Exercise: The entries below must be restated word for word.
== Materials provided
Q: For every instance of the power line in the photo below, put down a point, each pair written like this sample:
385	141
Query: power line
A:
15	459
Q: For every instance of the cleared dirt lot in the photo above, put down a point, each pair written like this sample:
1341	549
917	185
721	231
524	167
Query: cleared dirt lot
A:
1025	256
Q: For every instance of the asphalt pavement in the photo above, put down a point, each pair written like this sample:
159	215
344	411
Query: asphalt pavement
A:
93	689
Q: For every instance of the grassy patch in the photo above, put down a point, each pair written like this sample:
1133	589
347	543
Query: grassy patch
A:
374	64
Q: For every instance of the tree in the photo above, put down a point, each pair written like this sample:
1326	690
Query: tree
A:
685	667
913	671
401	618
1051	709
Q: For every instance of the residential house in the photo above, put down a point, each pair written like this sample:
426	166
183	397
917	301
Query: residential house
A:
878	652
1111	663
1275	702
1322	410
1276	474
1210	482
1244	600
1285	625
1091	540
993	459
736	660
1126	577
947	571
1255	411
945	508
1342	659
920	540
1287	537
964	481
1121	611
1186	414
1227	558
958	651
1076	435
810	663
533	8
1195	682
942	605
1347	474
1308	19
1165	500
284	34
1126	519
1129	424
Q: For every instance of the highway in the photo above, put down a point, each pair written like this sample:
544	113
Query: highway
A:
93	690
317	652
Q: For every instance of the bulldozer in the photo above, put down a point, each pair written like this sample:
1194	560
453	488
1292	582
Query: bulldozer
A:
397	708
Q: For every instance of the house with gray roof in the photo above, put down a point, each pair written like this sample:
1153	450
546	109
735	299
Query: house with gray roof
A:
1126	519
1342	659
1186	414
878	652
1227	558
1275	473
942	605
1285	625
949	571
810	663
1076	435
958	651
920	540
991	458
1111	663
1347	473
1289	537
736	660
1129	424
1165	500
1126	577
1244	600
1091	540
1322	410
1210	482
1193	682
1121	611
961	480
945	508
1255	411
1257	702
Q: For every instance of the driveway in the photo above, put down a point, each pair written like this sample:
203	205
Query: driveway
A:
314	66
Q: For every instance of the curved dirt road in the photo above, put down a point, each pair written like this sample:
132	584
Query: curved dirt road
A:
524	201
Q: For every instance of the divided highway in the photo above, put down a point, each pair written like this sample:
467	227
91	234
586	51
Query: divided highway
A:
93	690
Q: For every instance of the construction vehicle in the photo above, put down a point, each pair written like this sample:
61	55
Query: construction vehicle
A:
====
Response to the task:
Q: For every instance of the power line in the photo below, put down a point, each pair written like this sample:
385	141
Query: power line
A:
15	459
Q: For every instance of the cleared dirt lot in the photo above, put down a point, each pair written like this sample:
1341	549
917	185
721	231
524	167
Query: cleared dirt lot
A:
1025	256
Q: For every instance of the asphalt pavement in the photo above, put down a point, each pair written like this sample:
159	215
344	411
Query: asphalt pavement
A:
93	689
Q: For every instance of the grassy patch in the photo above, put down a point, each pair written like this sample:
1133	589
347	543
Query: grassy patch
A:
374	64
Q: For every instance of the tree in the photo above, put down a point, each pair written like this sample:
1326	690
Query: tree
A:
685	667
913	671
401	618
1051	709
Q: For every instance of the residential house in the photo above, put down a point, each pair written like this sample:
426	166
183	397
917	301
Query: residential house
A:
878	652
1111	663
1275	702
1322	410
1276	474
1210	482
1244	600
1285	625
1091	540
993	459
736	660
1126	577
947	571
1255	411
945	508
1342	659
920	540
1287	537
964	481
1121	611
1186	414
1227	558
958	651
1076	435
810	663
533	8
1195	682
942	605
1347	474
1308	19
1165	500
284	34
1126	519
1129	424
Q: For every instance of the highway in the photo above, put down a point, each pair written like this sample:
544	113
Query: highway
A:
93	690
317	652
Q: For every instance of the bulldozer in the photo above, put down a point, each pair written like this sample:
1194	560
453	488
1292	582
Query: bulldozer
A:
397	708
Q: For every instance of the house with gray roof in the photo above, put down a point, each pair written like this sample:
1153	450
546	109
735	299
Query: house with gray roof
A:
1126	519
1342	659
1186	414
878	652
1227	558
1275	473
942	605
1285	625
949	571
810	663
1076	435
958	651
920	540
991	458
1111	663
1347	473
1289	537
736	660
1129	424
1165	500
1126	577
1244	600
1091	540
1322	410
1210	482
1193	682
1121	611
961	480
945	508
1255	411
1257	702
Q: For every instance of the driveway in the photo above, put down a point, each pair written like this sample:
203	205
Query: driveway
A:
314	66
Q: For every instance of the curved dirt road in the photo above, put down a point, each pair written like this sample:
132	584
Query: curved dirt road
A:
524	201
Q: For every instance of the divided highway in the photo above, put down a point, each pair written like this sample:
467	227
91	234
586	51
Query: divided highway
A:
93	690
Q: For every instance of the construction vehicle in the photo above, put down a point, each pair written like this sample:
61	55
Query: construction vehicle
A:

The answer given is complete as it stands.